──────── Data section ────────
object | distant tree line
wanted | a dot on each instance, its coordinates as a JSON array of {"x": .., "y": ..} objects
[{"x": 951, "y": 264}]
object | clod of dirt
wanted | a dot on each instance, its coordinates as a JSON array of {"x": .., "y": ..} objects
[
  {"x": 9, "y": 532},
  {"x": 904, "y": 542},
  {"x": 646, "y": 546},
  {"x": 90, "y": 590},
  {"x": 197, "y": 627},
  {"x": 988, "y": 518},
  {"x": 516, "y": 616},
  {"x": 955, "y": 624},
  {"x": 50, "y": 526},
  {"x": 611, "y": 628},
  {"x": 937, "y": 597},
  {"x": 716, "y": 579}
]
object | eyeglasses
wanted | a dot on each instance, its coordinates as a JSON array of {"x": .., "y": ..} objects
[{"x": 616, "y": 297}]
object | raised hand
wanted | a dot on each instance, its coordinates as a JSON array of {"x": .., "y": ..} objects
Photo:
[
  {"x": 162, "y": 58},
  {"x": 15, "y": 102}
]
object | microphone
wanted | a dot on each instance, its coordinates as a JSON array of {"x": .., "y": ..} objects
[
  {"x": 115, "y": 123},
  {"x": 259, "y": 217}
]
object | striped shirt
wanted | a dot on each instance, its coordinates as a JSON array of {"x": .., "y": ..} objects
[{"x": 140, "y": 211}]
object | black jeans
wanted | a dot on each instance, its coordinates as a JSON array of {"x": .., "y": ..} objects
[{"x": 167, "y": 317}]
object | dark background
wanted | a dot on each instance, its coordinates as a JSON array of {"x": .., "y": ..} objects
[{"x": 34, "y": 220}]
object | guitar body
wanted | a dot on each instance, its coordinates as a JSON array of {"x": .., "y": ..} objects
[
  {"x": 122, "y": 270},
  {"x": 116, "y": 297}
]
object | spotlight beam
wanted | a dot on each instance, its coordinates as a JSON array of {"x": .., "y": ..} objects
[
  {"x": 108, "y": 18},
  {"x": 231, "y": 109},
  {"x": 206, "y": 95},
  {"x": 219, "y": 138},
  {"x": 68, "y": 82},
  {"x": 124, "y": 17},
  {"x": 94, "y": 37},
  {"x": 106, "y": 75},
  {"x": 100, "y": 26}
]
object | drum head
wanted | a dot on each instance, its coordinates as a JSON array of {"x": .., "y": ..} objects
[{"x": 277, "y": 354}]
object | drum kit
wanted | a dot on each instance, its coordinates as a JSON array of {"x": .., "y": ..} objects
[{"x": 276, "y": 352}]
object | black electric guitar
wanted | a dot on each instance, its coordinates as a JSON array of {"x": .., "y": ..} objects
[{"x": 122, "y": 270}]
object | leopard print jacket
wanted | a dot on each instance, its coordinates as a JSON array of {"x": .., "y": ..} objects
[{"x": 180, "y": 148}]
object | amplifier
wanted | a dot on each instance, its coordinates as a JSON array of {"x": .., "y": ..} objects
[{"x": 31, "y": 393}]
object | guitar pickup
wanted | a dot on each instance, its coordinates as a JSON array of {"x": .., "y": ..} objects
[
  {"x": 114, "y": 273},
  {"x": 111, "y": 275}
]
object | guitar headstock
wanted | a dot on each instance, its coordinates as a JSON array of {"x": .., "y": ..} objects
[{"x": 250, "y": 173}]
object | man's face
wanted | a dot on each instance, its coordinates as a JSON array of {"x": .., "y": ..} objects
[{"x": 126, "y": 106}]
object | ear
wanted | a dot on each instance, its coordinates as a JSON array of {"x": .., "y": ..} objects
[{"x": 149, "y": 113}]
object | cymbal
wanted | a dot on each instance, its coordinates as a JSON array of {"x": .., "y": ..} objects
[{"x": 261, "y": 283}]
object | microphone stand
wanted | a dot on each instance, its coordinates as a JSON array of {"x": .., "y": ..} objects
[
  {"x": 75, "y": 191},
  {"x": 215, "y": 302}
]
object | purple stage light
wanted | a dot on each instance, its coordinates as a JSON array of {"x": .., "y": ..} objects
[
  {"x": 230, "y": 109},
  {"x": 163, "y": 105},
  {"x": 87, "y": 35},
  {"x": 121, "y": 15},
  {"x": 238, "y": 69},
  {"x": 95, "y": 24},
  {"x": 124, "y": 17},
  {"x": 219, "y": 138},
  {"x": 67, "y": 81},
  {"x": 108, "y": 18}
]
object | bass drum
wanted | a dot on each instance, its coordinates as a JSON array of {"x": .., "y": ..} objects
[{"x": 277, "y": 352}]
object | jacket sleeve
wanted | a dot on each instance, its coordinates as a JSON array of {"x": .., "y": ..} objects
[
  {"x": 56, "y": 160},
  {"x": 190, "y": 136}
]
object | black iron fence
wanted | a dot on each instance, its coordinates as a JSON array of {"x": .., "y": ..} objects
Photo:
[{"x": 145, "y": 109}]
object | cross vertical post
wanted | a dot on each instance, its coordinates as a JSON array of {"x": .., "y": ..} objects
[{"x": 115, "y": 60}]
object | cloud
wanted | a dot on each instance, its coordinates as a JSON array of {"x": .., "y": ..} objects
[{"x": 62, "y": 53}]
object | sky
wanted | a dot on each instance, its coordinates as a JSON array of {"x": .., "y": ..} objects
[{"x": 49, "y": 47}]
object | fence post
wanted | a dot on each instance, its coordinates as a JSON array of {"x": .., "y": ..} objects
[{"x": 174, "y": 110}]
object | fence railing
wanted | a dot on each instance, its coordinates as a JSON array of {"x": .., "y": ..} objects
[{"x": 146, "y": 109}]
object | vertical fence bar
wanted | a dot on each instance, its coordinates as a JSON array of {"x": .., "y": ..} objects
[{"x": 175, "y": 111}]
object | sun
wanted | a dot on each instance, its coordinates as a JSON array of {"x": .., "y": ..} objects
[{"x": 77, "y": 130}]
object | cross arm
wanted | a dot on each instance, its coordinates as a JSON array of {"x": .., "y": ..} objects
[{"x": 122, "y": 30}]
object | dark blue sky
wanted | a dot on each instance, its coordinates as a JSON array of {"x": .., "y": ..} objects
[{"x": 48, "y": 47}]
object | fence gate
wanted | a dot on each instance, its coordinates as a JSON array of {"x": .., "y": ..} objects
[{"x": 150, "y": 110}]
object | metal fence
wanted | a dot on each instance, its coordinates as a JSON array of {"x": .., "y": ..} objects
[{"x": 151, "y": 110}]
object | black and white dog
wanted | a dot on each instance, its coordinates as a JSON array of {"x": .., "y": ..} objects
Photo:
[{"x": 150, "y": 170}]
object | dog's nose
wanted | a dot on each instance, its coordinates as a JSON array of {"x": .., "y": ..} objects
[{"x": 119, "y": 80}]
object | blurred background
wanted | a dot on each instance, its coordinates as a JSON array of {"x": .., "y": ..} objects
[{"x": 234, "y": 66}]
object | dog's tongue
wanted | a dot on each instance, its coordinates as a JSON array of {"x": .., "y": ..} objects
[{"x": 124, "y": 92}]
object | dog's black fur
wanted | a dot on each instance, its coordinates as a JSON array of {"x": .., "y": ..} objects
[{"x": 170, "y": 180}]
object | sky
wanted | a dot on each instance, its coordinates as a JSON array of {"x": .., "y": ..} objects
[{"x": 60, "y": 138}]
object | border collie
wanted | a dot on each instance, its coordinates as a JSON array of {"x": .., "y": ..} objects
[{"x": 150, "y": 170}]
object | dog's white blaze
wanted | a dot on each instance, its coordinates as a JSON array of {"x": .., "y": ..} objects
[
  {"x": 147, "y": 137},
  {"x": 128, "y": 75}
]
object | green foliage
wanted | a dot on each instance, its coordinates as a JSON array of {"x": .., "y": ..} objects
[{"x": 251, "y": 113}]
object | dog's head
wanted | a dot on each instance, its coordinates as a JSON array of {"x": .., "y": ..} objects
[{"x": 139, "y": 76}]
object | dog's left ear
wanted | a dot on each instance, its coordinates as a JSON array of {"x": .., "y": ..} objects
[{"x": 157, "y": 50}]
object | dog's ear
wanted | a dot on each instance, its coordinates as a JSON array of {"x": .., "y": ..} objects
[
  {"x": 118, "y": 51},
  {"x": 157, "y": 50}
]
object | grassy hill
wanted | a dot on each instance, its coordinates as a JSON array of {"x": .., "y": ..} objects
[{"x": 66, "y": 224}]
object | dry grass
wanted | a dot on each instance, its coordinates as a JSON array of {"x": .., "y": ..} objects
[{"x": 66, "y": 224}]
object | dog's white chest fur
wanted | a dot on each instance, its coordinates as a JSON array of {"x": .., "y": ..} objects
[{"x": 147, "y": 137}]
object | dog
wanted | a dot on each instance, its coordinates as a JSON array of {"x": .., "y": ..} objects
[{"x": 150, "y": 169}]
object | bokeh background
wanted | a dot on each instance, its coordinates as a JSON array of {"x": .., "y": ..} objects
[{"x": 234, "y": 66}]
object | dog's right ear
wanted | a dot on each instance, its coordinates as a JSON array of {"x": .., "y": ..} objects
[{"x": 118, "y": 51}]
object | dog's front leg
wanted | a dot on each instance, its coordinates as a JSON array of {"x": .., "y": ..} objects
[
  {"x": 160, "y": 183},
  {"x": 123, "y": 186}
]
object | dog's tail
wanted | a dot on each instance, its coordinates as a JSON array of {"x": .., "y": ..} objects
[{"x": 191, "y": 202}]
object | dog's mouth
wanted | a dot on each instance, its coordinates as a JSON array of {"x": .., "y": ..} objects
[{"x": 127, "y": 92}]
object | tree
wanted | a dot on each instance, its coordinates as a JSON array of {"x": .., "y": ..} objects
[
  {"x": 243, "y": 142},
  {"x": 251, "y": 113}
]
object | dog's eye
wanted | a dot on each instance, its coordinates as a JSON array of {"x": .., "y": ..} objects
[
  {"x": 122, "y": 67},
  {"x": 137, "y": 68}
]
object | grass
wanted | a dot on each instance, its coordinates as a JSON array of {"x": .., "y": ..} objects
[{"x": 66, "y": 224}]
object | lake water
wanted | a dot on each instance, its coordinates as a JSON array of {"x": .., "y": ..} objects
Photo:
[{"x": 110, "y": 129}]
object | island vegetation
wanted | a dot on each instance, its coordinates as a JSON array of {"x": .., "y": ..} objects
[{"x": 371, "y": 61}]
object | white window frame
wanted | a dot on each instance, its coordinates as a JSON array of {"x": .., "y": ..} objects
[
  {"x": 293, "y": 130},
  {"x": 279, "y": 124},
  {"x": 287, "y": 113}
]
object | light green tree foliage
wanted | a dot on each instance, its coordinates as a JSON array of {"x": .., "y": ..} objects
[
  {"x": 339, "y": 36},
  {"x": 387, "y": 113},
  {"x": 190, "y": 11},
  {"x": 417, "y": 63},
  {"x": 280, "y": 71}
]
────────
__The exercise__:
Please quote nothing but the lines from the line with "object | island vegetation" through the end of the data above, exactly as written, ends included.

__Output of the task__:
object | island vegetation
wanted | a dot on each instance, its coordinates as a JSON array of {"x": .., "y": ..} objects
[{"x": 371, "y": 61}]
object | white window frame
wanted | a dot on each instance, its coordinates as a JSON array of {"x": .., "y": ..} objects
[
  {"x": 293, "y": 130},
  {"x": 279, "y": 124},
  {"x": 287, "y": 113}
]
object | light green tree foliage
wanted | a dot on each instance, its coordinates as a JSON array of {"x": .., "y": ..} objects
[
  {"x": 339, "y": 36},
  {"x": 387, "y": 113},
  {"x": 190, "y": 11},
  {"x": 417, "y": 63},
  {"x": 280, "y": 71}
]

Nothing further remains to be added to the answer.